> _TASK REQUIREMENTS_: Gather every line in the entries below that contains the string "dark", matching case exactly.

Items listed in a dataset:
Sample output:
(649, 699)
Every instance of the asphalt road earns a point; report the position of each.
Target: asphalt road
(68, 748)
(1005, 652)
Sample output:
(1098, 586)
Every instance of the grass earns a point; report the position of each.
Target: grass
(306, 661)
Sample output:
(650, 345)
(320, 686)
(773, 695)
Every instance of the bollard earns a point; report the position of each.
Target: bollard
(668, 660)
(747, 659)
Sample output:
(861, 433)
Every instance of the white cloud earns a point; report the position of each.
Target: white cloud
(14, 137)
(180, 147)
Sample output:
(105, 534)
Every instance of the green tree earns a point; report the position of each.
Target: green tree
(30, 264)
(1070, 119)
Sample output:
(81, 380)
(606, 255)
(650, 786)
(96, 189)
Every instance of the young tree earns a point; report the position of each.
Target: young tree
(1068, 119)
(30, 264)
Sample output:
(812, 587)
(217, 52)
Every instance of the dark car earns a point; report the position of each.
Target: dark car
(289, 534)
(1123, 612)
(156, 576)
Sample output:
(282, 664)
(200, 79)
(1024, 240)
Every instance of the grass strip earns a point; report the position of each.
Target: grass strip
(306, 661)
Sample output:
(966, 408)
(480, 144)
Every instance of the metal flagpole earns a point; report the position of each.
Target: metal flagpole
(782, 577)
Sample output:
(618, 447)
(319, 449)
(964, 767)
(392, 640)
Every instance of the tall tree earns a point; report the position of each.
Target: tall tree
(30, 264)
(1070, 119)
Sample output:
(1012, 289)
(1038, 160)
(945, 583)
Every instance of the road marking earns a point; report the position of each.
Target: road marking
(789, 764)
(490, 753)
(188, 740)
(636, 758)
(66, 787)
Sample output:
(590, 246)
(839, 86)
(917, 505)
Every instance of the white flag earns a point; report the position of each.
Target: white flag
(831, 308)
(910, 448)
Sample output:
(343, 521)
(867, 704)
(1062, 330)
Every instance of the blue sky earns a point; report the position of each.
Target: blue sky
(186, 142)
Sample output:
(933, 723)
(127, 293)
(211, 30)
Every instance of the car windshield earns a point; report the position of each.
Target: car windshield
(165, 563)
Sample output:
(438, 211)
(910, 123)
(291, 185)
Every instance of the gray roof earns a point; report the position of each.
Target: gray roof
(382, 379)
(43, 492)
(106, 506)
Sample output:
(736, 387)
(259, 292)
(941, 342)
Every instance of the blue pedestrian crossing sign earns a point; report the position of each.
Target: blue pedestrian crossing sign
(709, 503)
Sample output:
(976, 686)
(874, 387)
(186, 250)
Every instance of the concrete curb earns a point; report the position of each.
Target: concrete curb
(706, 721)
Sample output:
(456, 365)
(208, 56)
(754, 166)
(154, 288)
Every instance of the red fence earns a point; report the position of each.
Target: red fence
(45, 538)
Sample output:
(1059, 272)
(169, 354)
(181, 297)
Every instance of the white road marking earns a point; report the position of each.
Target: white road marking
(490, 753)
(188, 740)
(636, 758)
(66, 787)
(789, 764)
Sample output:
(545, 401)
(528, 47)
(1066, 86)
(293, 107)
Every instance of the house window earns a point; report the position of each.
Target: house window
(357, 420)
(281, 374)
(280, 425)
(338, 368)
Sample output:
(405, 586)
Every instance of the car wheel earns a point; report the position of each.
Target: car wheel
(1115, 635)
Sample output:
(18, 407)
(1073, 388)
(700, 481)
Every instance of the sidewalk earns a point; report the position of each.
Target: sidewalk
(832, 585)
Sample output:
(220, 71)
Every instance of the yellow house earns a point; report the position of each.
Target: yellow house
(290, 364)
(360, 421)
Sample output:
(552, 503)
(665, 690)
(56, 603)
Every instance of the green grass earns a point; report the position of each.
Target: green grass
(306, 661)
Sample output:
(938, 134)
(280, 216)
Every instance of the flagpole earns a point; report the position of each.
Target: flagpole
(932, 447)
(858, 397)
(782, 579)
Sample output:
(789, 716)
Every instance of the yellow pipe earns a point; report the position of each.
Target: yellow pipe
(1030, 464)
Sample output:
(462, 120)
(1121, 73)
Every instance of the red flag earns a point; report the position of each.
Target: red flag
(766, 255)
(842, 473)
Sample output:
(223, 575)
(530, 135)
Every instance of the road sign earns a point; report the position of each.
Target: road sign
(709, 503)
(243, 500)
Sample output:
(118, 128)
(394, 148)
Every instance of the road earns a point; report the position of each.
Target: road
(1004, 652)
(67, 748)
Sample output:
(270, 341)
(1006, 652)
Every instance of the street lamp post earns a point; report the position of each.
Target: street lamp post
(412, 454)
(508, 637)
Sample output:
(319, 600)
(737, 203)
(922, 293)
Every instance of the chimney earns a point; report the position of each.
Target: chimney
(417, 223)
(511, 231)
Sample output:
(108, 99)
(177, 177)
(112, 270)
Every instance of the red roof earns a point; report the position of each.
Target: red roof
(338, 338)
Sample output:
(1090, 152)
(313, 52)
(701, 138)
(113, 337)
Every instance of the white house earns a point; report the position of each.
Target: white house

> _RESULT_:
Every instance of the dark car earns a point; report the position of each.
Target: dark car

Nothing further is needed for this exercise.